--- Data section ---

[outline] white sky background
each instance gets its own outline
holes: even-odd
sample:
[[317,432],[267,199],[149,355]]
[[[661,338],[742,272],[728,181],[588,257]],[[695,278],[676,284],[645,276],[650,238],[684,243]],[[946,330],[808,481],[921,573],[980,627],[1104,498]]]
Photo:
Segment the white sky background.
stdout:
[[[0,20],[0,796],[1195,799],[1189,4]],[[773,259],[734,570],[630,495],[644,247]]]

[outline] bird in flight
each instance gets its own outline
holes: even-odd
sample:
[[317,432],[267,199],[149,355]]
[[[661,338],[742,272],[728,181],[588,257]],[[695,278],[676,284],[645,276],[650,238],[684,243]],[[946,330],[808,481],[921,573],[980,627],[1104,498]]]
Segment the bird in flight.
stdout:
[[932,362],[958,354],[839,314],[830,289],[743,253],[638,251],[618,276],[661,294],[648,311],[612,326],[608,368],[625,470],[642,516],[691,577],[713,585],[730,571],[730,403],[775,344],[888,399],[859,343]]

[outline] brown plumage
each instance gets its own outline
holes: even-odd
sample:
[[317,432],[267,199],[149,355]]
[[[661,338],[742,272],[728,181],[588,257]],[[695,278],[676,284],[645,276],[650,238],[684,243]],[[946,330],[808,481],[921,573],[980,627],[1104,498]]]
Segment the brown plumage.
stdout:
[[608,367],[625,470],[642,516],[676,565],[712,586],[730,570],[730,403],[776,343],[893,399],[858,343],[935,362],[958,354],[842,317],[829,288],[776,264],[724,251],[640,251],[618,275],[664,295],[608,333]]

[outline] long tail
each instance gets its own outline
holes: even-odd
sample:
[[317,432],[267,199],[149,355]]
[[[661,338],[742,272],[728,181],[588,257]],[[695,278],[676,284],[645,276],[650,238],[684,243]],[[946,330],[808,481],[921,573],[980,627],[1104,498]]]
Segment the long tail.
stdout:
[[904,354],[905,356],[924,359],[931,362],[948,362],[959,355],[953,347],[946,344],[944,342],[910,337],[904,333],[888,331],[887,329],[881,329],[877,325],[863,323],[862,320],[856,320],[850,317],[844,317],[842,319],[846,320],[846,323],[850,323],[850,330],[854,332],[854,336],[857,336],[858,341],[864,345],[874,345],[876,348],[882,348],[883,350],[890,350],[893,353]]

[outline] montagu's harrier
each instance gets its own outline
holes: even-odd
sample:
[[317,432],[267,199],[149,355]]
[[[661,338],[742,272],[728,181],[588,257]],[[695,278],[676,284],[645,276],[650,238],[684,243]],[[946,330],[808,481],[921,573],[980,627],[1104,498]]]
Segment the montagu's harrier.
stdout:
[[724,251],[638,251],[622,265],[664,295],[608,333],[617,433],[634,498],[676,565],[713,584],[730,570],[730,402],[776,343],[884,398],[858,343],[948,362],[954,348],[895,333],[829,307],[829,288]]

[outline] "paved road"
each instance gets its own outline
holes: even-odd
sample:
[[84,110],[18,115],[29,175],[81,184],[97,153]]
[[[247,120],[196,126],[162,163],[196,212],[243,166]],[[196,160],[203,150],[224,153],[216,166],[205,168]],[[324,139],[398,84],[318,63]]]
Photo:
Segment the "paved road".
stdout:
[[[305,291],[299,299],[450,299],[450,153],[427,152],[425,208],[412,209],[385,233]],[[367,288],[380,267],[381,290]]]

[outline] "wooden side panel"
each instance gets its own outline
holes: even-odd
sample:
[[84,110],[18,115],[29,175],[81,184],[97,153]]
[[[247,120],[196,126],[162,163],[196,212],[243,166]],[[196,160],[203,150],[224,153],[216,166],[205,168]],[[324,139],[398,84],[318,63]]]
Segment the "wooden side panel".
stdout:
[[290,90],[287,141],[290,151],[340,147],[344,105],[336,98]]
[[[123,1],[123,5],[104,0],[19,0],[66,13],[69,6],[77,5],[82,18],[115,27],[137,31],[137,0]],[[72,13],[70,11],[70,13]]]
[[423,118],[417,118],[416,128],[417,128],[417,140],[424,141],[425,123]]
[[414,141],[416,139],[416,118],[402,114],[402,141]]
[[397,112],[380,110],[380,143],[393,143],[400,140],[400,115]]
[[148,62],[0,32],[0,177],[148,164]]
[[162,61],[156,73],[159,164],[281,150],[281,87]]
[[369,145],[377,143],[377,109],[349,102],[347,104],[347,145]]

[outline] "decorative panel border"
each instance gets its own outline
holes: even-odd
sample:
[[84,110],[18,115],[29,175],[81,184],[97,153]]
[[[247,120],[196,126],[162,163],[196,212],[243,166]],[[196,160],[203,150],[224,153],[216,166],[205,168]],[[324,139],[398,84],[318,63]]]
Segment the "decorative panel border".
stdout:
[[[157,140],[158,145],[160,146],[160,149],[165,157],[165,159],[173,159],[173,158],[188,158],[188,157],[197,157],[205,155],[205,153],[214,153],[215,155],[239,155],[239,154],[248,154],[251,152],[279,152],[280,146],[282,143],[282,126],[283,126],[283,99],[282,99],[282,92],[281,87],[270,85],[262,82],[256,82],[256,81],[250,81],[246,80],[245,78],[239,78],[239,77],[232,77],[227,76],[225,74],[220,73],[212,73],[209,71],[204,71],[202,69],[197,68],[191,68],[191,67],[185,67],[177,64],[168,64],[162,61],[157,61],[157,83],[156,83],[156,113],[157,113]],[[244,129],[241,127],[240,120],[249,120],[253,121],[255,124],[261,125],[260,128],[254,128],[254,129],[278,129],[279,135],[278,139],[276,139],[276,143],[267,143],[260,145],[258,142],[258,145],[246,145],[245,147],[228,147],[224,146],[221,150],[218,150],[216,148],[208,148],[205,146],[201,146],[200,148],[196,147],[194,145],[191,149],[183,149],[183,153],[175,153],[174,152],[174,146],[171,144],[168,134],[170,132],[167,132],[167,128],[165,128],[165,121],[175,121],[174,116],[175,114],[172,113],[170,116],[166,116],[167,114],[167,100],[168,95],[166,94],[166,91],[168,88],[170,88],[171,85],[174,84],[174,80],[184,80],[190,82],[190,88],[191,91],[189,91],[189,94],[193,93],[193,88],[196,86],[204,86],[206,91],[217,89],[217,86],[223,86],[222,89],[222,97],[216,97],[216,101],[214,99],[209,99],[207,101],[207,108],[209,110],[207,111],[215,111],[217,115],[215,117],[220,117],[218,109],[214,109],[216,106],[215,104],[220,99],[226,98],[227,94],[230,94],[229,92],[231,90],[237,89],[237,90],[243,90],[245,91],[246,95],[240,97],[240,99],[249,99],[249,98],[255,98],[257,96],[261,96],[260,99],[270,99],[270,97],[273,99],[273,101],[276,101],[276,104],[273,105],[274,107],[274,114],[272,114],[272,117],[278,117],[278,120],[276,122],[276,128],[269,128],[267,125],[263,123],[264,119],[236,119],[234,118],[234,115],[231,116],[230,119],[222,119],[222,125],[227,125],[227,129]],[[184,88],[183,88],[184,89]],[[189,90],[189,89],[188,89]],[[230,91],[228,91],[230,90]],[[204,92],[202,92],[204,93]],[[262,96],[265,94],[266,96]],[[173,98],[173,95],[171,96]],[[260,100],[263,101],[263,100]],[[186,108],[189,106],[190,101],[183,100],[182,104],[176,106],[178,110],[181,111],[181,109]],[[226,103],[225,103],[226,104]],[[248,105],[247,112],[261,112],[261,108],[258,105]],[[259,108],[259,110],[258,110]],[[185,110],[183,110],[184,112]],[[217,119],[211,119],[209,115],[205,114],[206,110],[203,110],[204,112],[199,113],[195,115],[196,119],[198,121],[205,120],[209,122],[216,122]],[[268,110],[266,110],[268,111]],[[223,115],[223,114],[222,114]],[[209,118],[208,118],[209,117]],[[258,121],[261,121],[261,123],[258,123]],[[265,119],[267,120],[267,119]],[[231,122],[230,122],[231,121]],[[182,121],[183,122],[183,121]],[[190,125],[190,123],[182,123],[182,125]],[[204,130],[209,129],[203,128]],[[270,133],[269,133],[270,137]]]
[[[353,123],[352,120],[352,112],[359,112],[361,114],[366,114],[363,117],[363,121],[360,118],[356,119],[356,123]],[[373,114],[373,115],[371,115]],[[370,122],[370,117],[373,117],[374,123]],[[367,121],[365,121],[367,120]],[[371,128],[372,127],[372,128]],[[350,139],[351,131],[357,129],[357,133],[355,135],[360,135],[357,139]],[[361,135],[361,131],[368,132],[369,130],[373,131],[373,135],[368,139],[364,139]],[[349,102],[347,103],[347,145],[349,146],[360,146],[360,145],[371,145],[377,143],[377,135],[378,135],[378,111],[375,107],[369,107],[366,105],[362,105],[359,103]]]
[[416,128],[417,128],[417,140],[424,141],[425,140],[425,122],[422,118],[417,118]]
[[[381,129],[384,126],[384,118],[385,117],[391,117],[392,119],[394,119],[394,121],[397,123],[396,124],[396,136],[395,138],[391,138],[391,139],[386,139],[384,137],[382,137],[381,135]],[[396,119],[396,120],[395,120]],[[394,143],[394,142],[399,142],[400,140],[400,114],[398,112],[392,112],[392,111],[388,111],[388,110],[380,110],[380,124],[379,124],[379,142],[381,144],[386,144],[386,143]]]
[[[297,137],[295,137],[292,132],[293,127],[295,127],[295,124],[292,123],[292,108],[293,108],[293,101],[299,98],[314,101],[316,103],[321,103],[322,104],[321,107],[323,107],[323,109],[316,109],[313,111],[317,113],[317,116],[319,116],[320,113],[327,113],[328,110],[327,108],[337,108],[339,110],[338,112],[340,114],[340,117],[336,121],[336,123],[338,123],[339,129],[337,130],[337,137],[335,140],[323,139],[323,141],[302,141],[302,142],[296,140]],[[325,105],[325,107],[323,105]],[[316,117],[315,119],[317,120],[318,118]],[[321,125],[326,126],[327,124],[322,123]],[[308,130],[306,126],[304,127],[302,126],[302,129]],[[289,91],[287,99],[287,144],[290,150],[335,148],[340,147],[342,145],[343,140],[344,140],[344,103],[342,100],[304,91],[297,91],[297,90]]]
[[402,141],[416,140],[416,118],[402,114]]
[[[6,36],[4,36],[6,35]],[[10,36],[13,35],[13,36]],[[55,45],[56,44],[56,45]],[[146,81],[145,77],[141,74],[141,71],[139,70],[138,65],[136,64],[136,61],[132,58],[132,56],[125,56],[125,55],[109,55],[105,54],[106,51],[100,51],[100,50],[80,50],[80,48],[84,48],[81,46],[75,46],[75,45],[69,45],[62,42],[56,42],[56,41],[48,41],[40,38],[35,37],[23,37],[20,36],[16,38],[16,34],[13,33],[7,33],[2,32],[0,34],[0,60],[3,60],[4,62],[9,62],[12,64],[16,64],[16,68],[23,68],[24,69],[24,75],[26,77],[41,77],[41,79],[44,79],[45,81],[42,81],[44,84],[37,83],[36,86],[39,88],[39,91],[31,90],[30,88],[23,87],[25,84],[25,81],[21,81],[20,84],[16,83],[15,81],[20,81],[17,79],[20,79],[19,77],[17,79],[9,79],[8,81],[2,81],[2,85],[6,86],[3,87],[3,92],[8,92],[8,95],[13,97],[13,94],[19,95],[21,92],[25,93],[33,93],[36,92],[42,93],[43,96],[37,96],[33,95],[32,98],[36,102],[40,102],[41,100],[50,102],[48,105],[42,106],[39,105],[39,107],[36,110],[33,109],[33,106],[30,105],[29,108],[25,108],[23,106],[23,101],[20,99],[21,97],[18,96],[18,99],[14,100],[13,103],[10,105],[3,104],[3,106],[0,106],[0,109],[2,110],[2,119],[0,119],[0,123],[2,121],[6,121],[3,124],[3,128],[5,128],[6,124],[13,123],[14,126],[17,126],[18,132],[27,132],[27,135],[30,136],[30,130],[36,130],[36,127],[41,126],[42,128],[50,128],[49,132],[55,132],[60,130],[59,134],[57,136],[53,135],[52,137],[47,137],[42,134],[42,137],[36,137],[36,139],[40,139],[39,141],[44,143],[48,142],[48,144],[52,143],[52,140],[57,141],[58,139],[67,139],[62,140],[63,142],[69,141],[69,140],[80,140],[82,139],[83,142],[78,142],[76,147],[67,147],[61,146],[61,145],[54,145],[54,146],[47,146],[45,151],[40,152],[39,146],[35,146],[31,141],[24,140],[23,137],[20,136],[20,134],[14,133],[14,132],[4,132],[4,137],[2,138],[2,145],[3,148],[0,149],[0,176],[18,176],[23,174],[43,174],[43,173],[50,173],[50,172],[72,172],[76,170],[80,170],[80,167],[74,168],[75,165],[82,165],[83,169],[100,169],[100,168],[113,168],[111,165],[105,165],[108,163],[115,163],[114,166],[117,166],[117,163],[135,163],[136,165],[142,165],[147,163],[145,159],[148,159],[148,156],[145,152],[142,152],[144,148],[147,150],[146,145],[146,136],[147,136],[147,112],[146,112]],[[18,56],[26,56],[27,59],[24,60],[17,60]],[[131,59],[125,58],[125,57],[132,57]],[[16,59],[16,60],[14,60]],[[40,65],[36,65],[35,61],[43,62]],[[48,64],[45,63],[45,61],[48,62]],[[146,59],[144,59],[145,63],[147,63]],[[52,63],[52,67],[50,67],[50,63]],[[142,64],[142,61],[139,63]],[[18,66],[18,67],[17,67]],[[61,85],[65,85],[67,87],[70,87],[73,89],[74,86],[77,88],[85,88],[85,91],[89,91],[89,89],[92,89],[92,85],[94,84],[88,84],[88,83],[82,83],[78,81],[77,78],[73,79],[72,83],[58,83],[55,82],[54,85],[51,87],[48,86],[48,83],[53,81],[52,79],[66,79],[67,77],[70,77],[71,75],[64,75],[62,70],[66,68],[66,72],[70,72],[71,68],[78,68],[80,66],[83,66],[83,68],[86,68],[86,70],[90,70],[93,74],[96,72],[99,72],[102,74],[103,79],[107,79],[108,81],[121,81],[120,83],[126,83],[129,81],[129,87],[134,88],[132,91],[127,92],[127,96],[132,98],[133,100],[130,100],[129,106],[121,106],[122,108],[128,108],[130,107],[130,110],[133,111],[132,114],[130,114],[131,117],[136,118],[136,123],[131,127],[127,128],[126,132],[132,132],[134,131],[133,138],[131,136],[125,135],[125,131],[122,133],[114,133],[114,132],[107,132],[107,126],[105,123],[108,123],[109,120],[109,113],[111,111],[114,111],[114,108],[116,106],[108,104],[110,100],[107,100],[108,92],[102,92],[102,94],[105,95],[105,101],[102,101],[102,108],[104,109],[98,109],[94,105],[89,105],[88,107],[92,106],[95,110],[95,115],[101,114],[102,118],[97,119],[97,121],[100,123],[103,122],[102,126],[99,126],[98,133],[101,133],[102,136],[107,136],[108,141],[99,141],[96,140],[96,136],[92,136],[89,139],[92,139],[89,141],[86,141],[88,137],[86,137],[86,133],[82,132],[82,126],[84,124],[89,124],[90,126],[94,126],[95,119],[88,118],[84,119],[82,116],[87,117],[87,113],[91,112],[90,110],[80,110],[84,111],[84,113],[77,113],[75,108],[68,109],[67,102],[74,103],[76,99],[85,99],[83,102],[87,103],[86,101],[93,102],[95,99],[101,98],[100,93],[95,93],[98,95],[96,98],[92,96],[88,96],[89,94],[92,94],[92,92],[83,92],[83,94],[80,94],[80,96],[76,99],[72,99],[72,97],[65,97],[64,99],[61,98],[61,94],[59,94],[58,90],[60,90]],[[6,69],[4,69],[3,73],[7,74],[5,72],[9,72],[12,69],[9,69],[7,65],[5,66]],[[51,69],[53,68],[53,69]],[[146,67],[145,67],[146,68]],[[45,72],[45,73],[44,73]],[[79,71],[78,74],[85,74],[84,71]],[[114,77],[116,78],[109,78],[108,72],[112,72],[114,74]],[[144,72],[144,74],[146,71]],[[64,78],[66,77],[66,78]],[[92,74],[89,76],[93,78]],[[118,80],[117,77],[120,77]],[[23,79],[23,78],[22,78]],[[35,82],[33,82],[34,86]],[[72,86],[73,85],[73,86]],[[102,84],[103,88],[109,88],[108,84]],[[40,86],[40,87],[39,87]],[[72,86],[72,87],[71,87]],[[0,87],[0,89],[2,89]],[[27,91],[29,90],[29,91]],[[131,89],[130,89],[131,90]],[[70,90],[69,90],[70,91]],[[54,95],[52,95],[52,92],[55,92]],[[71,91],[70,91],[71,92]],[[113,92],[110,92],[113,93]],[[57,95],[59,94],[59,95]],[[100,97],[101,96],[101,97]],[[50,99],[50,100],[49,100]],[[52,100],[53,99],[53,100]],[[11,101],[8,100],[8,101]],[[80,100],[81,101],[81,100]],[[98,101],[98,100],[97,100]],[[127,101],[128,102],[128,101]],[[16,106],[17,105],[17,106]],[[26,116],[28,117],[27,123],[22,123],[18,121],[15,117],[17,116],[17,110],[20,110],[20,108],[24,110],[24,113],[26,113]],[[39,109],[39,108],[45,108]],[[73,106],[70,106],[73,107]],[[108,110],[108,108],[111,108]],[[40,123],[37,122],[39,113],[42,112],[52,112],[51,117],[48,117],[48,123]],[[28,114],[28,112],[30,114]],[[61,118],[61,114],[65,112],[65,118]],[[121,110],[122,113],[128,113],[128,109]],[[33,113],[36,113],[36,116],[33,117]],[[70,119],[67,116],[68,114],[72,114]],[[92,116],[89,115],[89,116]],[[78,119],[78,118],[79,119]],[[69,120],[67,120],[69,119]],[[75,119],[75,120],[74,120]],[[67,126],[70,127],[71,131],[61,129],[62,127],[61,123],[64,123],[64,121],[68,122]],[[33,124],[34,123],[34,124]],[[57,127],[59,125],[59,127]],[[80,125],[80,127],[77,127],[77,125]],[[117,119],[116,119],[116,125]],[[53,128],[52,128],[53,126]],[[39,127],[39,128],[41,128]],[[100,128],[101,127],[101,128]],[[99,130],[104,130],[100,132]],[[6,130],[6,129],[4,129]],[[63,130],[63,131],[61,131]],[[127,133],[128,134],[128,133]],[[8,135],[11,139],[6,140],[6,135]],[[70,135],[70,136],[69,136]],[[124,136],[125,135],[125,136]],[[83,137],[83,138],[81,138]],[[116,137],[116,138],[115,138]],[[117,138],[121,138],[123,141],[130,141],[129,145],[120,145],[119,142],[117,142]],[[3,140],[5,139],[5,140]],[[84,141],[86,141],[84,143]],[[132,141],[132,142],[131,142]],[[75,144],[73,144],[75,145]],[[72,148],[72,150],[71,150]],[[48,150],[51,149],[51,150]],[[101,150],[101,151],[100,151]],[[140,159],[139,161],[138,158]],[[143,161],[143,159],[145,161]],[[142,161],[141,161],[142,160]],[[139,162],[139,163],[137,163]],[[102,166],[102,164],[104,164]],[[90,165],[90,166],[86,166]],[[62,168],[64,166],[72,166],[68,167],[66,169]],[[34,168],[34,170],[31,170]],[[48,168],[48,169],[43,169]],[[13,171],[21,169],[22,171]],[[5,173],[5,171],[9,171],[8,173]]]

---

Copy out the lines from the beginning of the entries through the line containing "Segment the white sky background.", with both of those lines included.

[outline] white sky background
each instance gets its own outline
holes: even-odd
sample:
[[317,432],[267,199],[149,355]]
[[[661,338],[742,272],[728,181],[588,257]],[[695,278],[676,284],[645,276],[650,238],[684,243]],[[946,330],[808,481],[921,573],[980,627],[1104,498]]]
Photo:
Segment the white sky background.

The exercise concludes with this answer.